What you will do:
Where a line holds the word "small", copy it from the records.

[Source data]
•••••

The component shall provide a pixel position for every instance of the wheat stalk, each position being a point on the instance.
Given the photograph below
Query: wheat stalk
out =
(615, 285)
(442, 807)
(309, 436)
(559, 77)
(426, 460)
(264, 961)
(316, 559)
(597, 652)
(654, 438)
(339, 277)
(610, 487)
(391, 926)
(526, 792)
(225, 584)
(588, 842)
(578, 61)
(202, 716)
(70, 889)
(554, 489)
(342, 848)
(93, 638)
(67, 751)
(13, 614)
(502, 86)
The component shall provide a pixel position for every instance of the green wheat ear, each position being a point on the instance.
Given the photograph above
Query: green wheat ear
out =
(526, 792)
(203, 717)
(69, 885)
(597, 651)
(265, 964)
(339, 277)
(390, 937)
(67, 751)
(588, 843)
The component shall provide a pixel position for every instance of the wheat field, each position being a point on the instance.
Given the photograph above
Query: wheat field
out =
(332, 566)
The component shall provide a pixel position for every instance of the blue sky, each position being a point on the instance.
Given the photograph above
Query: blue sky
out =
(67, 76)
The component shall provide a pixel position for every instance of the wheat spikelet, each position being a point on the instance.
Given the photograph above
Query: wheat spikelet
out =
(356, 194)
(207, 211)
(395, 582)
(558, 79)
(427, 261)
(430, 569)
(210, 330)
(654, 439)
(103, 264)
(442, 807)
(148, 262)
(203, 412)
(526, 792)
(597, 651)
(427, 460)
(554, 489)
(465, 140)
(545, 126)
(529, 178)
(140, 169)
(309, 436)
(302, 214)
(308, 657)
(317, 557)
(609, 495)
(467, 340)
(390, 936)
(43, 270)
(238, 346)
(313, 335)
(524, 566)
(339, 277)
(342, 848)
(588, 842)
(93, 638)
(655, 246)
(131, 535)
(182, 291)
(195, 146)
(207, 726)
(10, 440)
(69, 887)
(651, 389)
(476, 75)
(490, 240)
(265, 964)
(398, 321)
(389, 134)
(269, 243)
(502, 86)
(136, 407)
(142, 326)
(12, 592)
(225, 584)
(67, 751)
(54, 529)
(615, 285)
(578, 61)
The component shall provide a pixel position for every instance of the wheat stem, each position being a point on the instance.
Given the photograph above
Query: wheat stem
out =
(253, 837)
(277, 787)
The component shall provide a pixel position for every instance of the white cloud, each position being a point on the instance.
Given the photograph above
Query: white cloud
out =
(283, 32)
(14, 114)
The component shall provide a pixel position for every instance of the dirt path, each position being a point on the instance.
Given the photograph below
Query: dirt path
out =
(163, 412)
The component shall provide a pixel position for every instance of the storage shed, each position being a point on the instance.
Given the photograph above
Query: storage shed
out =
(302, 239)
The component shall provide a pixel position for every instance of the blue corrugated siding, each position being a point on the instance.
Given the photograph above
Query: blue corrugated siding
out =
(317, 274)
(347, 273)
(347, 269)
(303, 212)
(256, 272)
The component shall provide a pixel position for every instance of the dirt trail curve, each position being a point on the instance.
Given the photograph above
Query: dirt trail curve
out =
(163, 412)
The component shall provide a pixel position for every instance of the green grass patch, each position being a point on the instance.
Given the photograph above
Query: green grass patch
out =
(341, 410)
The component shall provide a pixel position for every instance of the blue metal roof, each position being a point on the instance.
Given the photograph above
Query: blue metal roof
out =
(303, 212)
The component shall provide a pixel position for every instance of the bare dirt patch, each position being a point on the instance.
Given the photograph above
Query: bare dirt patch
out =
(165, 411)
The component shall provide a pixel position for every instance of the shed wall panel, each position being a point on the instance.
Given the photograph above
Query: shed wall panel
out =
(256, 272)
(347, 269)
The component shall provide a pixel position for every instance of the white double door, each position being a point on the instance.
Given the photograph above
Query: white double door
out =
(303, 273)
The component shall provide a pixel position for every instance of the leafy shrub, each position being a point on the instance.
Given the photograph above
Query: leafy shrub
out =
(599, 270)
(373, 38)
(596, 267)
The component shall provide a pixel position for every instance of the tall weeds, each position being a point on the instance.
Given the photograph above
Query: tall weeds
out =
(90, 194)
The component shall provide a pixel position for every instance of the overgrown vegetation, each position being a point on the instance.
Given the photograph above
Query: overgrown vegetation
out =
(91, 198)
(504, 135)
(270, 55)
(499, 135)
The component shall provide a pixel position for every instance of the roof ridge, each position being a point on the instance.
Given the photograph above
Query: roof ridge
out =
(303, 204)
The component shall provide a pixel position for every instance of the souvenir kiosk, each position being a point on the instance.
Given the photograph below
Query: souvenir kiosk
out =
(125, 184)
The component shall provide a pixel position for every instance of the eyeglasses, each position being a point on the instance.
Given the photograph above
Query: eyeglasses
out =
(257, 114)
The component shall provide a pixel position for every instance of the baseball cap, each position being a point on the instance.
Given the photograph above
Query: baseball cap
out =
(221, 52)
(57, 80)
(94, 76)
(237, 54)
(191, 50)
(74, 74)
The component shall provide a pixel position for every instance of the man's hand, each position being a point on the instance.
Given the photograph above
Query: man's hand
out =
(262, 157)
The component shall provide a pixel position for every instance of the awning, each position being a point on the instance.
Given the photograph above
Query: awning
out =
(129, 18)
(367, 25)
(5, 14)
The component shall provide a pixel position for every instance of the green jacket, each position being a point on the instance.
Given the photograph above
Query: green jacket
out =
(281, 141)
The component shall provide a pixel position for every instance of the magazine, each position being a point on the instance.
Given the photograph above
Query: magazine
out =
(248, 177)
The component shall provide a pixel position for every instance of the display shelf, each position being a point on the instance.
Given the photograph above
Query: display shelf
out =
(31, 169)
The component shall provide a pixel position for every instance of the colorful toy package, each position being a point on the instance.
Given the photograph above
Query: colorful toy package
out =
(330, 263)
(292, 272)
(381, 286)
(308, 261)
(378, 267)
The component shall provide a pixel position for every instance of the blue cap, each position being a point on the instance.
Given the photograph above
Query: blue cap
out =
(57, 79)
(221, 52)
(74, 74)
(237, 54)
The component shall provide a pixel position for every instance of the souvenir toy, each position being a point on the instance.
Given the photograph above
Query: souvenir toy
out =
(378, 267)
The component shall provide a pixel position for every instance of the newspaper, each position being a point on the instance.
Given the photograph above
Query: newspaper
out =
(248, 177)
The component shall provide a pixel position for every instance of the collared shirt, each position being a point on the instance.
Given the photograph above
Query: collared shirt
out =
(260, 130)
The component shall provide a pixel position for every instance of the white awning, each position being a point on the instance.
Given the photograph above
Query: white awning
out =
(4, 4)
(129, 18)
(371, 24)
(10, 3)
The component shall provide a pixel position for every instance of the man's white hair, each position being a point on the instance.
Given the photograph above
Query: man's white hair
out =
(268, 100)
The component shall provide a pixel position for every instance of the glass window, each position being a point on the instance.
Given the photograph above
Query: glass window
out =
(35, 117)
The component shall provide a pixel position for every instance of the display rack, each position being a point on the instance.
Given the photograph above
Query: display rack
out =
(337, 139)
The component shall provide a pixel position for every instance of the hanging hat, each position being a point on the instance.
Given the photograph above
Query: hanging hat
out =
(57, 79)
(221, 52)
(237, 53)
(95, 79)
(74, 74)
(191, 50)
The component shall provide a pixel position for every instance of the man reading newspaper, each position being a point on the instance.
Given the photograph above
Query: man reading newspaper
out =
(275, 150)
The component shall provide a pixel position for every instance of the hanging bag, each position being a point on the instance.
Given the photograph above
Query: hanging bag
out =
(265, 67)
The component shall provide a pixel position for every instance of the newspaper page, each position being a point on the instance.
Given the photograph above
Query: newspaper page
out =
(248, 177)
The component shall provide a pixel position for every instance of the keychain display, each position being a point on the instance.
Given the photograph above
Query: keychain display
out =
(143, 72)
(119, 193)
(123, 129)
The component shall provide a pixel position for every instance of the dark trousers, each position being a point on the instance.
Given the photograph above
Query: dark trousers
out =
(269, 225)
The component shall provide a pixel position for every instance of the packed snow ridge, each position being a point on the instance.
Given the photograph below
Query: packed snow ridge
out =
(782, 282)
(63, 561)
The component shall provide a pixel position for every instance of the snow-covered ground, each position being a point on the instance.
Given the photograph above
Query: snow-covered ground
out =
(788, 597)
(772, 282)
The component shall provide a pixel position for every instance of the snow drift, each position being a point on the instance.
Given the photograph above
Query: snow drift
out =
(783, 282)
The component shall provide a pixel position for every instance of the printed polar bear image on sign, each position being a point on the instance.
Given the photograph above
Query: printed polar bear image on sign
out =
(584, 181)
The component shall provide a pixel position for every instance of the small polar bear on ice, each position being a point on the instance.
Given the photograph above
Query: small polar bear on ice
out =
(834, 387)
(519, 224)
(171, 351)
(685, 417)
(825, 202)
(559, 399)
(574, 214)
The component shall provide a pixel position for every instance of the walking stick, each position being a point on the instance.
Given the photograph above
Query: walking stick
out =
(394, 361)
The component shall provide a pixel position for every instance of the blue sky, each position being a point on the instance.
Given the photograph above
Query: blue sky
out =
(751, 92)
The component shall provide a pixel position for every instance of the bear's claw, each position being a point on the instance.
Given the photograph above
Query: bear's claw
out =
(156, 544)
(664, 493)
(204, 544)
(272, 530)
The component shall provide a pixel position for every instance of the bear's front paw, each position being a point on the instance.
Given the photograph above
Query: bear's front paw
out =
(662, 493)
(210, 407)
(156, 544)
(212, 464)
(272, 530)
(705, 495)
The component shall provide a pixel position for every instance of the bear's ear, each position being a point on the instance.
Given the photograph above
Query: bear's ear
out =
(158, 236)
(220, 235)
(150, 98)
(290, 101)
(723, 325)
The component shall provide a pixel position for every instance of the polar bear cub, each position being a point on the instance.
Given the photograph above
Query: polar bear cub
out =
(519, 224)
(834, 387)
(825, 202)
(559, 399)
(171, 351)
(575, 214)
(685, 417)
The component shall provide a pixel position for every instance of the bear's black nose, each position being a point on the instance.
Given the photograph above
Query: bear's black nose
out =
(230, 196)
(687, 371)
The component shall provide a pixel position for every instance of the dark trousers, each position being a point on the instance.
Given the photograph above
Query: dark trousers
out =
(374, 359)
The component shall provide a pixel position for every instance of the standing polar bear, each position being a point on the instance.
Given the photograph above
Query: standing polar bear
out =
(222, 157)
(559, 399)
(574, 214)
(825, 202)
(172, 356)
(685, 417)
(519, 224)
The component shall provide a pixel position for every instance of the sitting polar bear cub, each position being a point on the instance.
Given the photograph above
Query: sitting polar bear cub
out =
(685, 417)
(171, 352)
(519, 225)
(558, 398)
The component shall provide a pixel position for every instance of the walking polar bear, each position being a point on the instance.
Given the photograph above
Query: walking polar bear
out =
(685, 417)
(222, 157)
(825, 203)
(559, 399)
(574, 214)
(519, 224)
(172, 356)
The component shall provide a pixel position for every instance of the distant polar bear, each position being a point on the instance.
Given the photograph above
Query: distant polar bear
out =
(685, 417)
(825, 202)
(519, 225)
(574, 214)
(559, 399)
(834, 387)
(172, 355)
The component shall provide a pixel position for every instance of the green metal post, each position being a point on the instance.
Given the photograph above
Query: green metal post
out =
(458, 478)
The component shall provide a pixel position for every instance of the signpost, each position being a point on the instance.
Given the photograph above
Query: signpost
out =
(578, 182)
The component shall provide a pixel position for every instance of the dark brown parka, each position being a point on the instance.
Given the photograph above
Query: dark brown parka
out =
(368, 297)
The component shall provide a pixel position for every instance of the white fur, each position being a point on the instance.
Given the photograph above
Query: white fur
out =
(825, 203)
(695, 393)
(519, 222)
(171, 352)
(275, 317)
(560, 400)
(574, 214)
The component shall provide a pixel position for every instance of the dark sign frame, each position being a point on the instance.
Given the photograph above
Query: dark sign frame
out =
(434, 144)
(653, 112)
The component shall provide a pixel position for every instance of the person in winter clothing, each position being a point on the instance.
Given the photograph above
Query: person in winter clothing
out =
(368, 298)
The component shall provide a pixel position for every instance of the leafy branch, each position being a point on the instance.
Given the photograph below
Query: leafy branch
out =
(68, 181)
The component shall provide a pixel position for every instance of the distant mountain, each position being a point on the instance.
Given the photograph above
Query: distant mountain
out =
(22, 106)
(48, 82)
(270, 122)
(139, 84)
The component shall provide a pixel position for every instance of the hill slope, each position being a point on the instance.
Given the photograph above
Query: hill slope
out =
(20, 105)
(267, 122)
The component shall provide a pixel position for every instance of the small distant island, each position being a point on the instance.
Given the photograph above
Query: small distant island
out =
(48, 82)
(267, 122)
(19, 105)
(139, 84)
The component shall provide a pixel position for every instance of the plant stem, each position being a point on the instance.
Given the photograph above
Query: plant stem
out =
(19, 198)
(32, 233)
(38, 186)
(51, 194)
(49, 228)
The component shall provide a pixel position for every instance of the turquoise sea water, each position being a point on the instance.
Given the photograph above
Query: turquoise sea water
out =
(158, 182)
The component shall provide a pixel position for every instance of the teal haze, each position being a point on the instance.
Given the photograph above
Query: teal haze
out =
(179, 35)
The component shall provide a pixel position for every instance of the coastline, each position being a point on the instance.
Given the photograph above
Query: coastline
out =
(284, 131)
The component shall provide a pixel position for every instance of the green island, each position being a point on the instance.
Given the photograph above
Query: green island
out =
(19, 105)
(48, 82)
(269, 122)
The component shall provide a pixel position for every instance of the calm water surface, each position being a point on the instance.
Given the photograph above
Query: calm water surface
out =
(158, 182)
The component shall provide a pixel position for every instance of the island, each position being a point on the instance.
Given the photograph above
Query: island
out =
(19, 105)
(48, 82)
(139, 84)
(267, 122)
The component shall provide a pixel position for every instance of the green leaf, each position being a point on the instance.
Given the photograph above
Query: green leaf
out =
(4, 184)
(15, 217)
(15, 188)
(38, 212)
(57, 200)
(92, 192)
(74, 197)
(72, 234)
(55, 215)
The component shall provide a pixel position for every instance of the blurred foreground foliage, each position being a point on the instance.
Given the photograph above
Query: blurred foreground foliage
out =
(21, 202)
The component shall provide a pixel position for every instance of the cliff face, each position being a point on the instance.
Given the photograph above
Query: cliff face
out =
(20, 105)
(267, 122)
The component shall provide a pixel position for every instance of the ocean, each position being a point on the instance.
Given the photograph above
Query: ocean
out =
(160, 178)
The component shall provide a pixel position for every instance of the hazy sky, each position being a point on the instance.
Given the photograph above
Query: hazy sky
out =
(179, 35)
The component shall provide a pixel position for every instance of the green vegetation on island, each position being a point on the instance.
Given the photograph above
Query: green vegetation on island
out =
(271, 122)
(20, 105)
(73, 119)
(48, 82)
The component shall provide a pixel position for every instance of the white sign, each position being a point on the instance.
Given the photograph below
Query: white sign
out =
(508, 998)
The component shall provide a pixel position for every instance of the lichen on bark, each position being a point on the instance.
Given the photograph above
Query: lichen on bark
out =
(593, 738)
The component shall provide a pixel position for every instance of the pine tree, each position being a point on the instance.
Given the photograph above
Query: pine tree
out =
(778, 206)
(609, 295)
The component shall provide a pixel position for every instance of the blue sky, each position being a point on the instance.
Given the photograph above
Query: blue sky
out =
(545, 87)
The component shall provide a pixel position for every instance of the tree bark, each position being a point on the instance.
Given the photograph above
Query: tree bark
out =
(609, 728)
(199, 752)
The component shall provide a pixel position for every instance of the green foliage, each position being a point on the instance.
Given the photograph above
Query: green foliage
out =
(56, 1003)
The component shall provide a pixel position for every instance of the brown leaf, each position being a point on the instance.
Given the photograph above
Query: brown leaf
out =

•••••

Output:
The component shall provide a pixel position for every instance of the small polar bear on ice, each position being a point on the instance.
Query: small polar bear on ice
The component shall provide a pixel position for every instance of the small distant island, each position being a point on the instance.
Query: small distant island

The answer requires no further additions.